Text section:
[Start of Attachment]

Rand Paul raises specter of MLK to attack President Obama on NSA spying

Opinion

In this combination of file photos, the Rev. Martin Luther King Jr. speaks at a peace rally in New York on April 15, 1967, left, and President Barack Obama speaks at an election night party in Chicago after winning a second term in office on Nov. 7, 2012. Inauguration Day coincides with the King holiday, marking what some say is an inextricable tie between the nation's first black president and the civil rights movement. Obama plans to incorporate the legacy of that movement into his inauguration. (AP Photo, File)

In this combination of file photos, the Rev. Martin Luther King Jr. speaks at a peace rally in New York on April 15, 1967, left, and President Barack Obama speaks at an election night party in Chicago after winning a second term in office on Nov. 7, 2012. Inauguration Day coincides with the King holiday, marking what some say is an inextricable tie between the nation's first black president and the civil rights movement. Obama plans to incorporate the legacy of that movement into his inauguration. (AP Photo, File)

According to Senator Rand Paul it’s “ironic” that the “first black president” has expanded the powers of the National Security Agency (NSA).

Speaking to an audience at a forum at the University of California, Beckley this week Senator Paul said, “I find it ironic that the first African-American president has without compunction allowed this vast exercise of raw power by the NSA.”

Paul referred to the invasive government spying that civil rights leaders, including Martin Luther King Jr. and Malcolm X endured five decades ago, but Senator Paul should explain to the American people he’s planning to run to be the leader of in 2016, why he thinks President Obama being black is relevant to the current conversation about the NSA.

[End of Attachment]

Stored entries:
[Start of Attachment]

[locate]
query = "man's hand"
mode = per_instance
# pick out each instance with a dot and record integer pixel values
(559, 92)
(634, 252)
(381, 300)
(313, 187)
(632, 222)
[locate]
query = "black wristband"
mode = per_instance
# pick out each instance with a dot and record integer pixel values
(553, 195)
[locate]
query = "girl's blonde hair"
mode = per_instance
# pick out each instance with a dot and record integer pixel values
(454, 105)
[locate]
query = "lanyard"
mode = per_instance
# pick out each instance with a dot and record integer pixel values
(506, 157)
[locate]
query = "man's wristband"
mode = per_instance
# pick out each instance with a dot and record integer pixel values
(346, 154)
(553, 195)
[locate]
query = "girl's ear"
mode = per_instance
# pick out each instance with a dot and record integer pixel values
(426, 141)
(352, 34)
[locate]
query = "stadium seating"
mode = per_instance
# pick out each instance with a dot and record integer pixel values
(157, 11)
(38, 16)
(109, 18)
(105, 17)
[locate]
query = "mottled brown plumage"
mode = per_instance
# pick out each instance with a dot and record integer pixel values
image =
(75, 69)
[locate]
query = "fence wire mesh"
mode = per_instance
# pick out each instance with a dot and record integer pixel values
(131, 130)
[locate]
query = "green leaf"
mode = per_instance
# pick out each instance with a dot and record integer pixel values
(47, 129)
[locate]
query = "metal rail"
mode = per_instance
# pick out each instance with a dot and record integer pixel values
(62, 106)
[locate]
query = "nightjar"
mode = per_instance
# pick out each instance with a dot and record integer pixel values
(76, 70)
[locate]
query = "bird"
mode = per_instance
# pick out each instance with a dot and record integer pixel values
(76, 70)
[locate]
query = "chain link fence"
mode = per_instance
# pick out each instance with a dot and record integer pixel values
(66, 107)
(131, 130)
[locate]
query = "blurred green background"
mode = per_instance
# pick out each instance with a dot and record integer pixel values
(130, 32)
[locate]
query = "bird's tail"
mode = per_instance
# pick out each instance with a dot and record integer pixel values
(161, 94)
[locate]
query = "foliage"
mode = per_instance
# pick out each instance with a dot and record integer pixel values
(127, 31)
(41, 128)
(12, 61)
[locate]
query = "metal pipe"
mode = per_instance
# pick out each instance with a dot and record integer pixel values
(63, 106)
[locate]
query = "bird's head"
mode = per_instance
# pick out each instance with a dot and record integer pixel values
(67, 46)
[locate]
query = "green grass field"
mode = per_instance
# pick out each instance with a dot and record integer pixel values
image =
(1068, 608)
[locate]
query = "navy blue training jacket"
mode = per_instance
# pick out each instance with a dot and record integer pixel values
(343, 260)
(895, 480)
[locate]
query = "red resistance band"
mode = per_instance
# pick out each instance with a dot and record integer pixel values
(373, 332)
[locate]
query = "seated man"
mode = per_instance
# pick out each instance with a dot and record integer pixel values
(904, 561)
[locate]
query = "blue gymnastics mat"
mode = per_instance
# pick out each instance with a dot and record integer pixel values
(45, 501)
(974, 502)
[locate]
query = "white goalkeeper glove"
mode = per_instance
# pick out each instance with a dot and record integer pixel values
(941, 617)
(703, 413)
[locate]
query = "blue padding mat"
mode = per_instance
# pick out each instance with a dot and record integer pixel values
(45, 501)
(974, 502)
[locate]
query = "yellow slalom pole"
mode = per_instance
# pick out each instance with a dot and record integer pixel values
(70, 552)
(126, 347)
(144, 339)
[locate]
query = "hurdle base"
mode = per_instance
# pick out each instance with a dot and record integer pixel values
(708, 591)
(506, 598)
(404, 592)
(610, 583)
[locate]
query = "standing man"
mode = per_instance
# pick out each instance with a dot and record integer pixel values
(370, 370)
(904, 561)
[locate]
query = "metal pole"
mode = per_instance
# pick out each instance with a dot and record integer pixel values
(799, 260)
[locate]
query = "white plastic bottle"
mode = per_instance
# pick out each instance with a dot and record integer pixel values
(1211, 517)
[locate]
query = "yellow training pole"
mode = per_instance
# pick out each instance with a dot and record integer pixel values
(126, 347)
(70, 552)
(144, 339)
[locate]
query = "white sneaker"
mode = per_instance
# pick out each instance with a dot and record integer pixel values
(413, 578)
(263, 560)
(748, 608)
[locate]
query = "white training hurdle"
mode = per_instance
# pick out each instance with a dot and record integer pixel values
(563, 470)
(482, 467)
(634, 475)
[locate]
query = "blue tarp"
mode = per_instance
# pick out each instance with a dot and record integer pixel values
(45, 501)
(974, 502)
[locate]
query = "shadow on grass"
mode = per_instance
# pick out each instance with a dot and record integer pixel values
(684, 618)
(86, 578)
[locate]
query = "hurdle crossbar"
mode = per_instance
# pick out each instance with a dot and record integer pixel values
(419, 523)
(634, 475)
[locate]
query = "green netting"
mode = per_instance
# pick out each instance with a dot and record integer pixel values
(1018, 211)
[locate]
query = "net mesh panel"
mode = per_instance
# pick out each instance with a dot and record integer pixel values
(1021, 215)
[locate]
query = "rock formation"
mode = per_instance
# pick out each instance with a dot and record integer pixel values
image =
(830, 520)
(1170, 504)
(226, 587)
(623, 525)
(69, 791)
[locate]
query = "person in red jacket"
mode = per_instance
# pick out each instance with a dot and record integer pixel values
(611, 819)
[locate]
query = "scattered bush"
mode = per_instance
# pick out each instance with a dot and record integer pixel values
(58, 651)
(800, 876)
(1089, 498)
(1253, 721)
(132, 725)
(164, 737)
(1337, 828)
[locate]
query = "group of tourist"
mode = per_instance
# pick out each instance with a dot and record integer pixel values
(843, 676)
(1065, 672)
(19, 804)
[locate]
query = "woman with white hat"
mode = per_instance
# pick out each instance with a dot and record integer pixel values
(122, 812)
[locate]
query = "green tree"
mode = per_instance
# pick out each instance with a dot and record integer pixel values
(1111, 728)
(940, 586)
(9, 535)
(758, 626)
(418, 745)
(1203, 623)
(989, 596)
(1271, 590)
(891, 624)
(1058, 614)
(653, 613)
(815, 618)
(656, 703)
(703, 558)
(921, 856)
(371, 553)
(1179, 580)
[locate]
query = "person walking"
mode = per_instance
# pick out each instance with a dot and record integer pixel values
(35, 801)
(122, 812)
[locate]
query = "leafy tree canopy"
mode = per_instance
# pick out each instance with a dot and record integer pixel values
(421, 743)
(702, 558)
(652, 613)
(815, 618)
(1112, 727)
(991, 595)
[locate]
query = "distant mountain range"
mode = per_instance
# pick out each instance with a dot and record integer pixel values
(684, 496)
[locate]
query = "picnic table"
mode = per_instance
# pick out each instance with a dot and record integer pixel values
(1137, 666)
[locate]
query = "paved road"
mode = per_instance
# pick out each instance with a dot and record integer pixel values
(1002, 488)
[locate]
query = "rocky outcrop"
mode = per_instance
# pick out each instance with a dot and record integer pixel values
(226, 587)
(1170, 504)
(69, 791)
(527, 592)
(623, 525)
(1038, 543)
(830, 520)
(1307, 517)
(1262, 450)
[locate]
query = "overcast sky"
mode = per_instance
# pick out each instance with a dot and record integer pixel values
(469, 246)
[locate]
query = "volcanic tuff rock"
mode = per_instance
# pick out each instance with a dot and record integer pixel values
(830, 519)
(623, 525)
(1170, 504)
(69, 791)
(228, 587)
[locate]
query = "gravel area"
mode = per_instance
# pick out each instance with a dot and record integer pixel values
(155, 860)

[End of Attachment]

Pick up the opinion piece about Rand Paul's NSA remarks where it stops and continue it.

Last summer, when the latest incarnation of the NSA spying story broke, the creator of the critically acclaimed HBO series, The Wire, David Simon wrote on his site a surprising (to some) partial defense of the NSA spying:

“Having labored as a police reporter in the days before the Patriot Act, I can assure all there has always been a stage before the wiretap, a preliminary process involving the capture, retention and analysis of raw data. It has been so for decades now in this country. The only thing new here, from a legal standpoint, is the scale on which the FBI and NSA are apparently attempting to cull anti-terrorism leads from that data. But the legal and moral principles? Same old stuff.”

Essentially, Simon’s point is that law enforcement organizations have always invasive surveillance methods to track people of color in the inner city and yet the same civil libertarians attacking the president, may have initially failed to see the connection between NSA spying and the use of wiretaps in the war on drugs long before the Patriot Act.

It’s not ironic that President Obama, who happens to be black, inherited a massive national security infrastructure.  What’s ironic is that Senator Paul, one of the few Republicans talking about the systemic problems with the war on drugs, can’t avoid injecting the president’s race to imply that he more than any of the previous (white) president’s has more a responsibility reform the NSA.

In his post, Simon did touch upon the relevant question that should be asked of the Obama administration, “The question is not should the resulting data exist. It does. And it forever will, to a greater and greater extent. And therefore, the present-day question can’t seriously be this: Should law enforcement in the legitimate pursuit of criminal activity pretend that such data does not exist. The question is more fundamental: Is government accessing the data for the legitimate public safety needs of the society, or are they accessing it in ways that abuse individual liberties and violate personal privacy — and in a manner that is unsupervised.”

The disturbing revelations that the NSA could be improperly spying on Americans is a huge issue that requires thoughtful discourse, transparency, and thorough oversight.  This is not the time for petty politics.  Senator Paul’s use of the president’s race to attack the Obama administration for precedent set by George W. Bush and Co. is just another example of how Republicans have struggled the past six years to stick to the policy points in their opposition to the president.

Senator Paul is one of the few Republicans who even mentions the war on drugs as something that needs fixing and often can sound reasonable on privacy issues.  But that doesn’t mean that it’s alright to inject the president’s race into a conversation where it’s not relevant.  Is a black president more responsible for stopping inappropriate NSA spying than a white one?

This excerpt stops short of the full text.